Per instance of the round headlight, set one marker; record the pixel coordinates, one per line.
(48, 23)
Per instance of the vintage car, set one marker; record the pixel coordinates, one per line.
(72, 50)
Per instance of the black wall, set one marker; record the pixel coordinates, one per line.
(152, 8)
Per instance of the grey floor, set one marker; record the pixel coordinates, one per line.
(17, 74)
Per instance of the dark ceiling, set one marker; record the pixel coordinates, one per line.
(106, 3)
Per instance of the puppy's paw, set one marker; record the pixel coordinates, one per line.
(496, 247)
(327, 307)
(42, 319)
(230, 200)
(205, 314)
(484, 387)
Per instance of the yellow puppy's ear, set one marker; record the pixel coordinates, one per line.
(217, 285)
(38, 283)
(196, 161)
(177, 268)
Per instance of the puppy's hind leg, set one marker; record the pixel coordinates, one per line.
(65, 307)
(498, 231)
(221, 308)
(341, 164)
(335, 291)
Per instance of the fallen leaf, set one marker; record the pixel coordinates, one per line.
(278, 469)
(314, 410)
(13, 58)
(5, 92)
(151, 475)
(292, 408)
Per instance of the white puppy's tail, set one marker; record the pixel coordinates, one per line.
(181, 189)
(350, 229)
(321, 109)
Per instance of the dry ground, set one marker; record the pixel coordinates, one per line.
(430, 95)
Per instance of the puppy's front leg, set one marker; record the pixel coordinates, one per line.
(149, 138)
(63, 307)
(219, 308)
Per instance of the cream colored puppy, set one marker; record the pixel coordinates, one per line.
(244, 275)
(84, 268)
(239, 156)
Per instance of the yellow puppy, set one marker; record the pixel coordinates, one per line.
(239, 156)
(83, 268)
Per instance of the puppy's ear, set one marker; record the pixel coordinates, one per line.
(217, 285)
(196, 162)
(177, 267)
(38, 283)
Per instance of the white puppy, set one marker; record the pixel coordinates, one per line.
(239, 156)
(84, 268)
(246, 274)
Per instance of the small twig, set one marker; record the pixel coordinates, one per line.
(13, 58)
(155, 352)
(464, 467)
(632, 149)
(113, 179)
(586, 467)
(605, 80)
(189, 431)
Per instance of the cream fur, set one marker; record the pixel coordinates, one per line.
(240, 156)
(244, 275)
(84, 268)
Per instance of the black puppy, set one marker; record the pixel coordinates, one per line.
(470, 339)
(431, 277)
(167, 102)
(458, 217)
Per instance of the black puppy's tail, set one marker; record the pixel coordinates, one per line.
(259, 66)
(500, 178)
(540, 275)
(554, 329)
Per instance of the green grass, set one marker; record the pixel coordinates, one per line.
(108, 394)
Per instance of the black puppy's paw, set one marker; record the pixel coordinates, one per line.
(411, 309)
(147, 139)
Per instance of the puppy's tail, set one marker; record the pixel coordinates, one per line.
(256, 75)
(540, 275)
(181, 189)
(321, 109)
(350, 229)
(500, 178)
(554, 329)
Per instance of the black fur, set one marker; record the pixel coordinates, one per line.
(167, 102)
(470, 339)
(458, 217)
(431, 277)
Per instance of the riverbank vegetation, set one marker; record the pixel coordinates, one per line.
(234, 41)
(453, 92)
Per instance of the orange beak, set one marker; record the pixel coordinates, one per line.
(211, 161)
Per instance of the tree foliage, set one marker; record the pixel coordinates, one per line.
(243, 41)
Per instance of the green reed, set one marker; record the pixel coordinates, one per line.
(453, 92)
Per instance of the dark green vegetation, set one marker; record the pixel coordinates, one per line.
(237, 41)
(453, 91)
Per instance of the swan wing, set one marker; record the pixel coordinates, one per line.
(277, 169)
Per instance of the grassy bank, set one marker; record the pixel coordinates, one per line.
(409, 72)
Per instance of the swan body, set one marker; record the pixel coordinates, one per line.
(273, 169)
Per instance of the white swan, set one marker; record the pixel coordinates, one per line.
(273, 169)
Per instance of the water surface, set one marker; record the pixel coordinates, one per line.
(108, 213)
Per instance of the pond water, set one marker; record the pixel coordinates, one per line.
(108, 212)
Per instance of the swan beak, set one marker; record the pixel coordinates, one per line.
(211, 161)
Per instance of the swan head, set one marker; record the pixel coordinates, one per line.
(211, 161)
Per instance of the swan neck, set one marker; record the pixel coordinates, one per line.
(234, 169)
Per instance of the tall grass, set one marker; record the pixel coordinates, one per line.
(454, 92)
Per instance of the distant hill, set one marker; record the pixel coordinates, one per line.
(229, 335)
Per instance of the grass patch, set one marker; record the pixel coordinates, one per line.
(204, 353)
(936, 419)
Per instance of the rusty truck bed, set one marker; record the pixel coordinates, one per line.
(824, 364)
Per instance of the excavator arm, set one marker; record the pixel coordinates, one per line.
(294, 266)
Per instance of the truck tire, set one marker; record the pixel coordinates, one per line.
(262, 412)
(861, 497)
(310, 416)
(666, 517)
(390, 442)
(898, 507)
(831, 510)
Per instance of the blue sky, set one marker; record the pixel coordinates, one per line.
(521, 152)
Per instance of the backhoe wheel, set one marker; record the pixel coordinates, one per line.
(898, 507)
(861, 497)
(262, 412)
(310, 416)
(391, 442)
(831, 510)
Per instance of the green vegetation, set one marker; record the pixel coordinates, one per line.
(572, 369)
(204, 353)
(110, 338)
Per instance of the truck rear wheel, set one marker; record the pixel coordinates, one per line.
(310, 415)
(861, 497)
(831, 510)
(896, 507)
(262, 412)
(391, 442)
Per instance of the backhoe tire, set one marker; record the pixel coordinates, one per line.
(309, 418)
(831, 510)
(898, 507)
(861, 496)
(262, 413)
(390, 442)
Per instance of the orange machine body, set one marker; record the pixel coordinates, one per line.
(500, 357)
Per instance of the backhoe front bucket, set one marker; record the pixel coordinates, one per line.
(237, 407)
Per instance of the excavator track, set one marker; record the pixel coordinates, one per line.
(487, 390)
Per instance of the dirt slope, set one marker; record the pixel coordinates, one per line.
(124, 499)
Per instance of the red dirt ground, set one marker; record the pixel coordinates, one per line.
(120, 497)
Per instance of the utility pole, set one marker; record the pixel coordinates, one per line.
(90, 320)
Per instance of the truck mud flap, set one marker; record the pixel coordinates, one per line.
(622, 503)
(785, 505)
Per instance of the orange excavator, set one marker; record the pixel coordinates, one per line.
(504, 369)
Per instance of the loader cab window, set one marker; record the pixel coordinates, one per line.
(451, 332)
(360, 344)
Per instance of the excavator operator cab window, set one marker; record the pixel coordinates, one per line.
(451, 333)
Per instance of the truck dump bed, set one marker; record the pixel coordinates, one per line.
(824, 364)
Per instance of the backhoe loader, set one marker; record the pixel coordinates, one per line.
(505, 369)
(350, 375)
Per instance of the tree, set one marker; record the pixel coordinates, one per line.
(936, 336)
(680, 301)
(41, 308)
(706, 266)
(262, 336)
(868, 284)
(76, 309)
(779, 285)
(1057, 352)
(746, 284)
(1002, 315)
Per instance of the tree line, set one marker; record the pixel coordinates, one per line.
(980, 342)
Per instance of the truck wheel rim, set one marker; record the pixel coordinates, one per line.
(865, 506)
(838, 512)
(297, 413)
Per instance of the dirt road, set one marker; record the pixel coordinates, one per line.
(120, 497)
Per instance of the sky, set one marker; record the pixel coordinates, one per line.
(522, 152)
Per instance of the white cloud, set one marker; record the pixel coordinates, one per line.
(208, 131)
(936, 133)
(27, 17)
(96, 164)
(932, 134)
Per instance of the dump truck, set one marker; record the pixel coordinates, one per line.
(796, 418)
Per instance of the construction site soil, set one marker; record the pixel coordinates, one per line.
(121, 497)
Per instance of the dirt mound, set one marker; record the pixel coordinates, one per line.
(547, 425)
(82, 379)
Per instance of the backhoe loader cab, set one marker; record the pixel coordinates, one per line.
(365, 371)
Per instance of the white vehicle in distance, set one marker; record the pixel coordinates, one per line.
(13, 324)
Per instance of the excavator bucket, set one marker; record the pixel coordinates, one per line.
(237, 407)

==*==

Find the line containing "Per instance of the sky, set", then output it and every line after it to the end of the data, exactly.

Result:
Per instance of the sky, set one marker; record the pixel coordinates, one per line.
(522, 152)
Per instance of the white cloud, set one marker; record the pixel coordinates, one per line.
(208, 131)
(936, 133)
(27, 17)
(96, 164)
(932, 134)
Per instance of the dump truck, set one marker; record the pixel coordinates, one per line.
(796, 418)
Per instance of the construction site soil, set one marker; record the pixel coordinates, one per line.
(121, 497)
Per instance of the dirt mound, set one marker; record the pixel coordinates, one per line.
(547, 425)
(82, 379)
Per instance of the backhoe loader cab, set one marker; record the pixel coordinates, one per line.
(365, 371)
Per instance of the white vehicle in distance, set one marker; record the pixel coordinates, one per line.
(13, 324)
Per instance of the excavator bucket, set one marker; record the pixel coordinates, one per line.
(237, 407)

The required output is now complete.